_Task statement_. Report back the lines in this listing that carry the string "water".

***

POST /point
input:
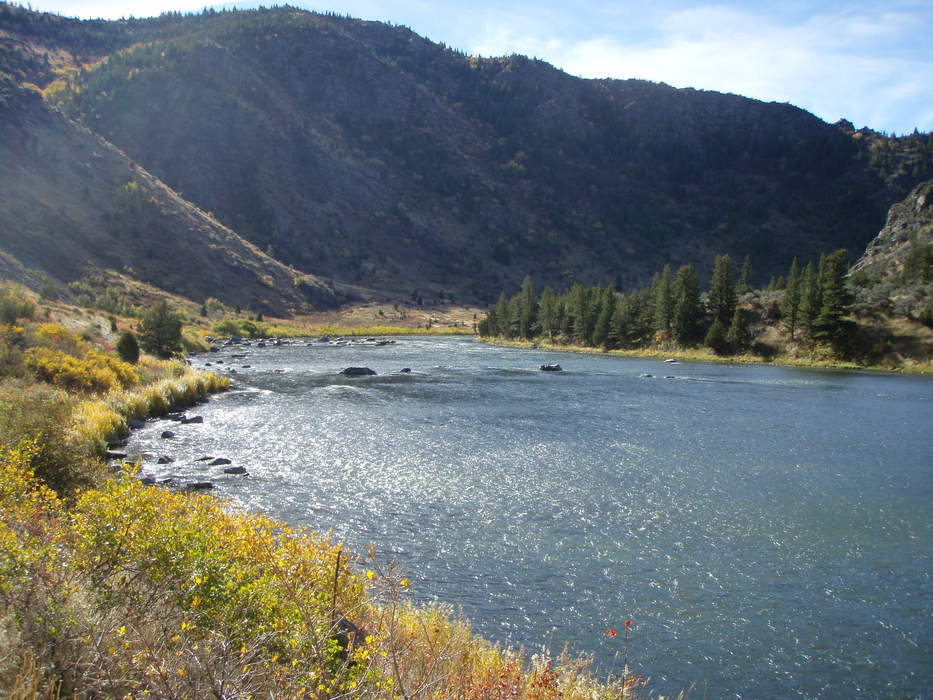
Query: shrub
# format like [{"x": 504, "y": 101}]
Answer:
[
  {"x": 52, "y": 335},
  {"x": 67, "y": 372},
  {"x": 43, "y": 415},
  {"x": 160, "y": 331}
]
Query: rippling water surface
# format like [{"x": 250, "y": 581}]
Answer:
[{"x": 767, "y": 530}]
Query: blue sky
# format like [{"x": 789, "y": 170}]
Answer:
[{"x": 870, "y": 62}]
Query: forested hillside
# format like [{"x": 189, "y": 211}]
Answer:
[{"x": 878, "y": 312}]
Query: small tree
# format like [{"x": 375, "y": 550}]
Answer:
[
  {"x": 128, "y": 347},
  {"x": 722, "y": 290},
  {"x": 790, "y": 304},
  {"x": 738, "y": 336},
  {"x": 160, "y": 331},
  {"x": 14, "y": 305},
  {"x": 716, "y": 338},
  {"x": 744, "y": 284}
]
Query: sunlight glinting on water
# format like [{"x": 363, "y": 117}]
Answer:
[{"x": 767, "y": 529}]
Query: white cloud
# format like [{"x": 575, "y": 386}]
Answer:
[{"x": 842, "y": 64}]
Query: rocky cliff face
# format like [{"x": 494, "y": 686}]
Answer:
[
  {"x": 909, "y": 228},
  {"x": 364, "y": 153}
]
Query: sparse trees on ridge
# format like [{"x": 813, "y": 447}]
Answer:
[{"x": 671, "y": 312}]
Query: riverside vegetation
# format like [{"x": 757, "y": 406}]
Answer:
[
  {"x": 817, "y": 314},
  {"x": 117, "y": 589}
]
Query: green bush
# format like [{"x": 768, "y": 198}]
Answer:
[
  {"x": 34, "y": 412},
  {"x": 160, "y": 331}
]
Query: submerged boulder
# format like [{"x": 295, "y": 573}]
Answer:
[{"x": 357, "y": 371}]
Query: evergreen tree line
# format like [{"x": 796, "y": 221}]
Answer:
[{"x": 674, "y": 312}]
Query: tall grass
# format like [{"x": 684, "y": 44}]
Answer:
[{"x": 137, "y": 591}]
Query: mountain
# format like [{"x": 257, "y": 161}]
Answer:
[
  {"x": 361, "y": 152},
  {"x": 73, "y": 205},
  {"x": 904, "y": 247}
]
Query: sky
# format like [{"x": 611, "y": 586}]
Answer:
[{"x": 867, "y": 61}]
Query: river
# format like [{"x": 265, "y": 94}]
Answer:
[{"x": 767, "y": 530}]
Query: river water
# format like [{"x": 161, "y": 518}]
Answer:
[{"x": 766, "y": 529}]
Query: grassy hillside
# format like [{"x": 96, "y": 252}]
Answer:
[
  {"x": 74, "y": 205},
  {"x": 363, "y": 152}
]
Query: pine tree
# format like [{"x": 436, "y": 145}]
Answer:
[
  {"x": 738, "y": 336},
  {"x": 527, "y": 309},
  {"x": 790, "y": 304},
  {"x": 835, "y": 299},
  {"x": 810, "y": 297},
  {"x": 744, "y": 285},
  {"x": 716, "y": 337},
  {"x": 501, "y": 317},
  {"x": 603, "y": 328},
  {"x": 127, "y": 347},
  {"x": 686, "y": 320},
  {"x": 722, "y": 298},
  {"x": 663, "y": 303},
  {"x": 548, "y": 317}
]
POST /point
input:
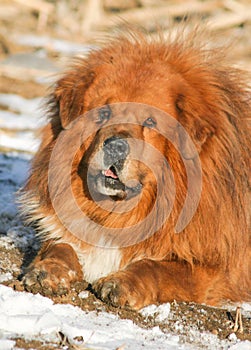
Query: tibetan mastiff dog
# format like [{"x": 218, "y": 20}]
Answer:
[{"x": 141, "y": 184}]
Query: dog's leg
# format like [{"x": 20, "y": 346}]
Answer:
[
  {"x": 149, "y": 282},
  {"x": 53, "y": 270}
]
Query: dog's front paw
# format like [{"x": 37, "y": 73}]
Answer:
[
  {"x": 120, "y": 290},
  {"x": 48, "y": 277}
]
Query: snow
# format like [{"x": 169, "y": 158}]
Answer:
[
  {"x": 57, "y": 45},
  {"x": 35, "y": 317},
  {"x": 160, "y": 313},
  {"x": 24, "y": 117}
]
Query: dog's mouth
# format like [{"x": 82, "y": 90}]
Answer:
[{"x": 108, "y": 183}]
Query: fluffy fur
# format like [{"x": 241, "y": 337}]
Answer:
[{"x": 210, "y": 260}]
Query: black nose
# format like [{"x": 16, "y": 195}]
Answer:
[{"x": 115, "y": 149}]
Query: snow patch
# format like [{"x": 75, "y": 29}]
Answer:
[{"x": 160, "y": 313}]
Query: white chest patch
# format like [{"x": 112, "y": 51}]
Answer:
[{"x": 99, "y": 262}]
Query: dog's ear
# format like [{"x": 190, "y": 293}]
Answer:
[
  {"x": 194, "y": 129},
  {"x": 69, "y": 95}
]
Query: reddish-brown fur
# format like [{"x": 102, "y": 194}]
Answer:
[{"x": 210, "y": 260}]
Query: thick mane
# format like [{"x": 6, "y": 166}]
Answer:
[{"x": 210, "y": 99}]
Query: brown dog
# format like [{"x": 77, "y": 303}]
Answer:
[{"x": 141, "y": 185}]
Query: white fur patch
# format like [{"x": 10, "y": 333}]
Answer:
[
  {"x": 96, "y": 261},
  {"x": 99, "y": 262}
]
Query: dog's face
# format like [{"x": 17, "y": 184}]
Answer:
[{"x": 122, "y": 156}]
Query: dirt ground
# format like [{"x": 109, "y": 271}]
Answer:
[{"x": 218, "y": 321}]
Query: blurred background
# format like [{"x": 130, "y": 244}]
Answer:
[{"x": 38, "y": 38}]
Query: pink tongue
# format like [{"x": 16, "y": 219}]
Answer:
[{"x": 110, "y": 173}]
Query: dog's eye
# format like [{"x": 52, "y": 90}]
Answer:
[
  {"x": 104, "y": 114},
  {"x": 150, "y": 122}
]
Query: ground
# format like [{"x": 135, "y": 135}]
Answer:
[{"x": 195, "y": 326}]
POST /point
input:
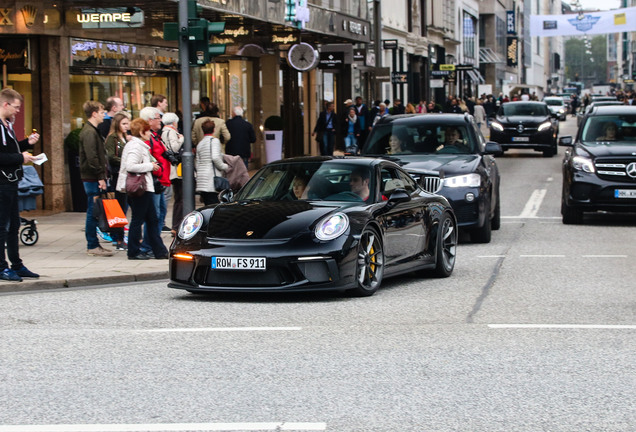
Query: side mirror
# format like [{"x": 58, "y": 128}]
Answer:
[
  {"x": 226, "y": 195},
  {"x": 493, "y": 147},
  {"x": 398, "y": 196}
]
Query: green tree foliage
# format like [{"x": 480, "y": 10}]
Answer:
[{"x": 586, "y": 63}]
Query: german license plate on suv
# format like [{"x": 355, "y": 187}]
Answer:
[
  {"x": 239, "y": 263},
  {"x": 625, "y": 193}
]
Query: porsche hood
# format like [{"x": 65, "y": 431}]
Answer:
[{"x": 256, "y": 220}]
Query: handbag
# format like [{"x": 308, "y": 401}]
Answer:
[
  {"x": 136, "y": 184},
  {"x": 114, "y": 214},
  {"x": 220, "y": 183}
]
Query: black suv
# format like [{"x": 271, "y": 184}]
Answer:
[
  {"x": 599, "y": 167},
  {"x": 447, "y": 155},
  {"x": 526, "y": 125}
]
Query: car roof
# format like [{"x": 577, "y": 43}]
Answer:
[
  {"x": 432, "y": 118},
  {"x": 613, "y": 109},
  {"x": 525, "y": 103},
  {"x": 358, "y": 160}
]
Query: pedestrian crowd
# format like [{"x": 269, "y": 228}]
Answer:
[{"x": 114, "y": 148}]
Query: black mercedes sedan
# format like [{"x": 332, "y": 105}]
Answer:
[
  {"x": 599, "y": 166},
  {"x": 448, "y": 155},
  {"x": 315, "y": 223},
  {"x": 526, "y": 125}
]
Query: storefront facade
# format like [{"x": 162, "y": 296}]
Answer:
[{"x": 60, "y": 54}]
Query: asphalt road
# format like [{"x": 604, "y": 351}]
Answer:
[{"x": 535, "y": 331}]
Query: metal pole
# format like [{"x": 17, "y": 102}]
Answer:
[{"x": 187, "y": 160}]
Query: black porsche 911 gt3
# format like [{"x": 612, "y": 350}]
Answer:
[{"x": 315, "y": 223}]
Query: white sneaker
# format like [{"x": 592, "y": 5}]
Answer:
[{"x": 99, "y": 251}]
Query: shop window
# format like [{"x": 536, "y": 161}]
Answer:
[{"x": 134, "y": 90}]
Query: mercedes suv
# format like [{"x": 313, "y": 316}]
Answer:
[{"x": 599, "y": 166}]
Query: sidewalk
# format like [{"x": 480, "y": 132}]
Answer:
[{"x": 60, "y": 258}]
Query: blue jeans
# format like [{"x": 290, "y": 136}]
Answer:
[
  {"x": 143, "y": 211},
  {"x": 92, "y": 190},
  {"x": 9, "y": 226},
  {"x": 159, "y": 202},
  {"x": 328, "y": 140}
]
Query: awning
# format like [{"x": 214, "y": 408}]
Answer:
[
  {"x": 476, "y": 77},
  {"x": 487, "y": 55}
]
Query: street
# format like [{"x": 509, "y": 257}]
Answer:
[{"x": 534, "y": 331}]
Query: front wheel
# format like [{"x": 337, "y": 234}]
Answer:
[
  {"x": 369, "y": 264},
  {"x": 446, "y": 248}
]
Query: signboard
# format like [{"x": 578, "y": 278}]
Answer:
[
  {"x": 360, "y": 55},
  {"x": 331, "y": 60},
  {"x": 389, "y": 43},
  {"x": 383, "y": 74},
  {"x": 511, "y": 51},
  {"x": 106, "y": 18},
  {"x": 14, "y": 53},
  {"x": 511, "y": 24},
  {"x": 399, "y": 77}
]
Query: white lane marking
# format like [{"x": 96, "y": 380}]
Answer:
[
  {"x": 221, "y": 329},
  {"x": 528, "y": 217},
  {"x": 534, "y": 203},
  {"x": 278, "y": 426},
  {"x": 562, "y": 326}
]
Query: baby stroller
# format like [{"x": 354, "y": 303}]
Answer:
[{"x": 28, "y": 188}]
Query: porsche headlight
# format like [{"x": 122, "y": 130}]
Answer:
[
  {"x": 468, "y": 180},
  {"x": 584, "y": 164},
  {"x": 190, "y": 225},
  {"x": 332, "y": 227},
  {"x": 496, "y": 125},
  {"x": 544, "y": 126}
]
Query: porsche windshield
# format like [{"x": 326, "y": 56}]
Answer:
[
  {"x": 533, "y": 110},
  {"x": 610, "y": 128},
  {"x": 313, "y": 181},
  {"x": 413, "y": 138}
]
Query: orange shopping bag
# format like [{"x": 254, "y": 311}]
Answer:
[{"x": 114, "y": 214}]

***

_Written answer_.
Query: rippling water surface
Query: sunlight glinting on water
Query: river water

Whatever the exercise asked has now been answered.